§ Do this:
Gather every line of the records that contains the string "item" and copy each of those lines in full.

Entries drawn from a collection
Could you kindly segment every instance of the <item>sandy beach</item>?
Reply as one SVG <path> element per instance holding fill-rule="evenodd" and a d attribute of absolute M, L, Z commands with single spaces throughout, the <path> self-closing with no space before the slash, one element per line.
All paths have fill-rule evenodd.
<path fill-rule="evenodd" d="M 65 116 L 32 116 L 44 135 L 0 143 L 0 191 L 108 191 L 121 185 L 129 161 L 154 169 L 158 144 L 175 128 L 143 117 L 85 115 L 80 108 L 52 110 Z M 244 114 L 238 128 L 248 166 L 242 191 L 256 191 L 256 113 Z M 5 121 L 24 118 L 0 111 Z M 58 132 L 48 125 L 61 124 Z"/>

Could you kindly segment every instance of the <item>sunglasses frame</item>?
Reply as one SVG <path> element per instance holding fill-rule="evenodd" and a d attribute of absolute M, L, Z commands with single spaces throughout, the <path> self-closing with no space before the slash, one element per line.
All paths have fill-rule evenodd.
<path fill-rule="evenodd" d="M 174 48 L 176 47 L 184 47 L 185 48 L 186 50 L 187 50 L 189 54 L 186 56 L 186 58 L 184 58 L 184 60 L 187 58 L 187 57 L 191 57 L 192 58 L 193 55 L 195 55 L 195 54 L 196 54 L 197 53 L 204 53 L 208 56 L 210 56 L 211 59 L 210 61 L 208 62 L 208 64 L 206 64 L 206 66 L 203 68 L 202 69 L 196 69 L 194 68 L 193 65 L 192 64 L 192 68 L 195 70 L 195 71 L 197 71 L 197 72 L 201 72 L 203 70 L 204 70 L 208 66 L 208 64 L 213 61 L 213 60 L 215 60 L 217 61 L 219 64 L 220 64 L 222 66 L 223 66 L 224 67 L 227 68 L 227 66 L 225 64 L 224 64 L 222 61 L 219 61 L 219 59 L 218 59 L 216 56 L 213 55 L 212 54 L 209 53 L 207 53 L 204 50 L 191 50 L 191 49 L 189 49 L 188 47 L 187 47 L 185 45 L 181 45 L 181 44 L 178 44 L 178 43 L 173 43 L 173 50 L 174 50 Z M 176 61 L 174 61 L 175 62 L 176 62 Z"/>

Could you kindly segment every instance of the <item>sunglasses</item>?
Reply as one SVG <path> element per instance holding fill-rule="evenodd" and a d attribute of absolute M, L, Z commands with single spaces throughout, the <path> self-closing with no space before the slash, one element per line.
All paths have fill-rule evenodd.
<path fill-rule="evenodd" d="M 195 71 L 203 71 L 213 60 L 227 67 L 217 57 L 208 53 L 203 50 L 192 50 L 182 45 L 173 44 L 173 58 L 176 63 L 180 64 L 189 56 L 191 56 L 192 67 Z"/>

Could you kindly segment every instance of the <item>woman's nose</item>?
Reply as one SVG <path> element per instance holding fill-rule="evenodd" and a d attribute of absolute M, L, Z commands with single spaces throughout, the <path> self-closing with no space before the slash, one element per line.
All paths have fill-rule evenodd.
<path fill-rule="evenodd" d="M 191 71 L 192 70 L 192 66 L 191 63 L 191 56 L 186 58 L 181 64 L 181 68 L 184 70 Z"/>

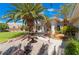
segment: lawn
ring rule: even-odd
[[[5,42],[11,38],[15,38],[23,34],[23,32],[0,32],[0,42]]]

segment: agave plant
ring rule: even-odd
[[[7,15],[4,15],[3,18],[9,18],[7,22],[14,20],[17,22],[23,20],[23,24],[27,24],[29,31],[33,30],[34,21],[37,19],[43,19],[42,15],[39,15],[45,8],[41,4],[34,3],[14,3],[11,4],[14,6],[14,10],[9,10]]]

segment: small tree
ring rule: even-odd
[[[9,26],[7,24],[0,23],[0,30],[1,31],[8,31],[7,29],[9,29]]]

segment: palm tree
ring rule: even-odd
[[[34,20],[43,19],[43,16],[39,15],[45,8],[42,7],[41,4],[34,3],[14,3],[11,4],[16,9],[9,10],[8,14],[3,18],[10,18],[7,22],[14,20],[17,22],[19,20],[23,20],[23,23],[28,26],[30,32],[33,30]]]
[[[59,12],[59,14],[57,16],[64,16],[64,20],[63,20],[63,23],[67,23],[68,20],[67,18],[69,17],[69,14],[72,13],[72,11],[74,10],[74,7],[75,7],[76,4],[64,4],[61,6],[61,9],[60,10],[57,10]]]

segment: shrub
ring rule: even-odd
...
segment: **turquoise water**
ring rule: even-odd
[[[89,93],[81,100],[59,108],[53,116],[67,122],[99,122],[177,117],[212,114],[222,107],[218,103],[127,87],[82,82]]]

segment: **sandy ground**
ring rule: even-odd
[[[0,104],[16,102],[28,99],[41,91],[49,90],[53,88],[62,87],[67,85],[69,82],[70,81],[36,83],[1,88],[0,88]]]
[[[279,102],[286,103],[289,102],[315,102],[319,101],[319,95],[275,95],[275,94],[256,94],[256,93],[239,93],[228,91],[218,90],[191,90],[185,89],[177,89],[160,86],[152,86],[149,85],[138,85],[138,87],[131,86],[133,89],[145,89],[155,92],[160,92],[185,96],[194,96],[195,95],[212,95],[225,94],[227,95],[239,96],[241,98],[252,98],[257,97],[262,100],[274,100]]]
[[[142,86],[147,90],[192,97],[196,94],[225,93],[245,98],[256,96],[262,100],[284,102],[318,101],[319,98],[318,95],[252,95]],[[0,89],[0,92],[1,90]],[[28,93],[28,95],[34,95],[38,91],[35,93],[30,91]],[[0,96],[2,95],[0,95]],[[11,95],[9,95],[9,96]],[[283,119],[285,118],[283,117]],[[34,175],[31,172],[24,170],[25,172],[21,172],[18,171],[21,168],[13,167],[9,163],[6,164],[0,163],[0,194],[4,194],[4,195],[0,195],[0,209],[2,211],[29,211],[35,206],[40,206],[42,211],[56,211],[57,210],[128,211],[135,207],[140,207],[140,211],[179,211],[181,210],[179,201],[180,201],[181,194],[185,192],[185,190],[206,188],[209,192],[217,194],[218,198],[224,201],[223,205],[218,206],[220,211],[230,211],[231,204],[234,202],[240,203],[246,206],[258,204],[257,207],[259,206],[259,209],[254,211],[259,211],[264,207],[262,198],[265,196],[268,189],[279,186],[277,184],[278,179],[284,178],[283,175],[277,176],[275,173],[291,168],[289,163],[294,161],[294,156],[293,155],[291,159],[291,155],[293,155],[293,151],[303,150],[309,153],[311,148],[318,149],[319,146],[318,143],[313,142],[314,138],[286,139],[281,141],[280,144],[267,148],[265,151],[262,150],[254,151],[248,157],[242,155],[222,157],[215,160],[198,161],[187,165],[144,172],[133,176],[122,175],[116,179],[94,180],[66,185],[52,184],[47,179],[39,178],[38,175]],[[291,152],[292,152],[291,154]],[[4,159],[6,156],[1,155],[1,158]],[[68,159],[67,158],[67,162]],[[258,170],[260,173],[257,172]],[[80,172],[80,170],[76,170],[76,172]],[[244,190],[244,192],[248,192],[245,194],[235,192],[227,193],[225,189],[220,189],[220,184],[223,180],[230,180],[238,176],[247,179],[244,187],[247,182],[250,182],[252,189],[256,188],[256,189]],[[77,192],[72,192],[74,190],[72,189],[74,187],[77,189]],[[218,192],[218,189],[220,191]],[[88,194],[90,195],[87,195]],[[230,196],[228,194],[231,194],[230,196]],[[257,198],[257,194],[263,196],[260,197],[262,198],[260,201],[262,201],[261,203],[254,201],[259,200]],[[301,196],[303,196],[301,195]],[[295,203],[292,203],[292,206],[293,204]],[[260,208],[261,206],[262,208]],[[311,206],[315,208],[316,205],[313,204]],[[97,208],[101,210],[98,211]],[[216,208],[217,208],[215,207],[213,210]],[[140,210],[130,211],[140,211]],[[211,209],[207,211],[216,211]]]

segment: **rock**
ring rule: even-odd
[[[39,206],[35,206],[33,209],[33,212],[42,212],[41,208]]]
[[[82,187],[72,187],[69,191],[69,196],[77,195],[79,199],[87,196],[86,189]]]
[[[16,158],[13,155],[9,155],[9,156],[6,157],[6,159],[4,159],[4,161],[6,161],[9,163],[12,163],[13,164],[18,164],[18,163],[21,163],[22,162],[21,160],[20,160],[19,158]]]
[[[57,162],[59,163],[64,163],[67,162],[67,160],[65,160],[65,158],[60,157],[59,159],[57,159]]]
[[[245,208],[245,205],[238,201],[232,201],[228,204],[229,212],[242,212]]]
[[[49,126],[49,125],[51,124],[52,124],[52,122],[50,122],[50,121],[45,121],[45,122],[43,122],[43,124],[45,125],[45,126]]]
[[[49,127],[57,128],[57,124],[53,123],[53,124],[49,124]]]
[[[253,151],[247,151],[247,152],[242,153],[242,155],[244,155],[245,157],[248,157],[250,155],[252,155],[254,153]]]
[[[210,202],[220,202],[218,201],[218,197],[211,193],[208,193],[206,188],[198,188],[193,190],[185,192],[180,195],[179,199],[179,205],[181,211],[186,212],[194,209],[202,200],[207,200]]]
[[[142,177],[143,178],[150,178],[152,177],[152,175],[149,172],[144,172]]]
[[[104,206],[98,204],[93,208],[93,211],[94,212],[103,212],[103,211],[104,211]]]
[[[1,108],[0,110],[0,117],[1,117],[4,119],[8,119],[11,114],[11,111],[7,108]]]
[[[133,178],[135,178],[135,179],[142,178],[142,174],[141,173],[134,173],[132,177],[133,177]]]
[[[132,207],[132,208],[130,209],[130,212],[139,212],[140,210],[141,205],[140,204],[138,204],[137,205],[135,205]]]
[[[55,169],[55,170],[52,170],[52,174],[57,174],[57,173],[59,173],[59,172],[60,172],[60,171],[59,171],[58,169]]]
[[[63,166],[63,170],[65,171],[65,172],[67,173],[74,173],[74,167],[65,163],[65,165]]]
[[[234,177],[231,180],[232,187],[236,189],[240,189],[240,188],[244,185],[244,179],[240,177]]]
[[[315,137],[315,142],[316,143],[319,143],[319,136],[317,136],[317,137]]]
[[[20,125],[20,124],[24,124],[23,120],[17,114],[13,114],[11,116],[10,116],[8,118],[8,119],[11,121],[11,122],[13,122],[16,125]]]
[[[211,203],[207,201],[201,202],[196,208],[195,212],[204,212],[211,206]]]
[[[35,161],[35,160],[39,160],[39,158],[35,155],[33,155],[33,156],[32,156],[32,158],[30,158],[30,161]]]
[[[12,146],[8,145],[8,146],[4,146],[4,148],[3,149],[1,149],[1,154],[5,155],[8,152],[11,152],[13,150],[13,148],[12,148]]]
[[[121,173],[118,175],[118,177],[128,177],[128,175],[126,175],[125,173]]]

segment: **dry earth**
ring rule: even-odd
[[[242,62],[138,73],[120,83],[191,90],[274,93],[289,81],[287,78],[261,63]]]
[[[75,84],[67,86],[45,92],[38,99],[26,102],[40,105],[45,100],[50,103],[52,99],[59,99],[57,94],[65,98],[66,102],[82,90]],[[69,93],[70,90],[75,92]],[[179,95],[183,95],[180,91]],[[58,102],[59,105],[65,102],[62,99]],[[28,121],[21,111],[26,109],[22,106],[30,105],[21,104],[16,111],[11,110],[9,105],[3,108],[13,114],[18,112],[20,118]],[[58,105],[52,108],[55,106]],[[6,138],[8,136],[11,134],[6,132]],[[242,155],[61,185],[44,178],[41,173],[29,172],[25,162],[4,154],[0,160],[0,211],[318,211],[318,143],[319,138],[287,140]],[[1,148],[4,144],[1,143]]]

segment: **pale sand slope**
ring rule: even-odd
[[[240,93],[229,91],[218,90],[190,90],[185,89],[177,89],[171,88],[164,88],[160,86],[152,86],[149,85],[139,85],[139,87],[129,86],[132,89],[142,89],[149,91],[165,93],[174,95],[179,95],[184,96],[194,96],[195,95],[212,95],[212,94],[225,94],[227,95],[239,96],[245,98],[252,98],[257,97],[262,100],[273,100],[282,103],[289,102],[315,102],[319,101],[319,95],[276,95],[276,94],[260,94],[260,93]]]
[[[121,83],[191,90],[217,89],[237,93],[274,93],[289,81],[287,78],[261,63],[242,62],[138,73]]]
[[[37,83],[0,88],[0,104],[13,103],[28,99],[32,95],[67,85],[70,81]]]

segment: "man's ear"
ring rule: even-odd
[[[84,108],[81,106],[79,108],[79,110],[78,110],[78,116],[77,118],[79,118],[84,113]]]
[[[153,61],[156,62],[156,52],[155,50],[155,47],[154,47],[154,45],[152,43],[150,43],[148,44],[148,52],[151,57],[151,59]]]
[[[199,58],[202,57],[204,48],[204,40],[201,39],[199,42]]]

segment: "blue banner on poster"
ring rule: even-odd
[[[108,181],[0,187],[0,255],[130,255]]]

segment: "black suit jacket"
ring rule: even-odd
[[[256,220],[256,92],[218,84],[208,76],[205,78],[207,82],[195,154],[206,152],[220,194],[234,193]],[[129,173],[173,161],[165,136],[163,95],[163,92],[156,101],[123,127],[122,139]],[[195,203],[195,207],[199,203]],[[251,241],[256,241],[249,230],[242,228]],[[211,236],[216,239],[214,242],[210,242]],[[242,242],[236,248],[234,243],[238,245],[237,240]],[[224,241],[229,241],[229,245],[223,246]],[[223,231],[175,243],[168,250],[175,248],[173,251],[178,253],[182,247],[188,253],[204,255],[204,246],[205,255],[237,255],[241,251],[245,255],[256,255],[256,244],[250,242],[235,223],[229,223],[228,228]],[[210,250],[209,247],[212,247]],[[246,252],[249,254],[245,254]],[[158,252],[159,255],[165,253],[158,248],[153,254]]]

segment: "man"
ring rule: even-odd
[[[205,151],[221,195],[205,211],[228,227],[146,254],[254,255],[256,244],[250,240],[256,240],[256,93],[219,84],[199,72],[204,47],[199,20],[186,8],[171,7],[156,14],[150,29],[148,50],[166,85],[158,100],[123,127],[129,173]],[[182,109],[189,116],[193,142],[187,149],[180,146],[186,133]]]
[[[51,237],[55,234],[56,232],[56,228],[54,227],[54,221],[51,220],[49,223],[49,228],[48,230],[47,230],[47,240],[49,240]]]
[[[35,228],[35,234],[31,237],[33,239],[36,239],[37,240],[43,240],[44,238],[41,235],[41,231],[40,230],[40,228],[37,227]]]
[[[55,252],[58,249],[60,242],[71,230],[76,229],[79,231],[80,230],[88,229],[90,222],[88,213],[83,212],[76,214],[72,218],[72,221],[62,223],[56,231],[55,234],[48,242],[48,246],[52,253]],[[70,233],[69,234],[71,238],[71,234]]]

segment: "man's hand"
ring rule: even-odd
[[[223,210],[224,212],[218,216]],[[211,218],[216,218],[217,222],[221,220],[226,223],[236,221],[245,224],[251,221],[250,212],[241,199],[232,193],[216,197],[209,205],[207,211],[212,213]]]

§ The output:
Could you kindly segment every instance of the <item>sandy beach</item>?
Could you kindly segment every instance of the <item>sunglasses frame</item>?
Could you kindly segment every instance of the <item>sunglasses</item>?
Could you kindly segment every instance of the <item>woman's nose</item>?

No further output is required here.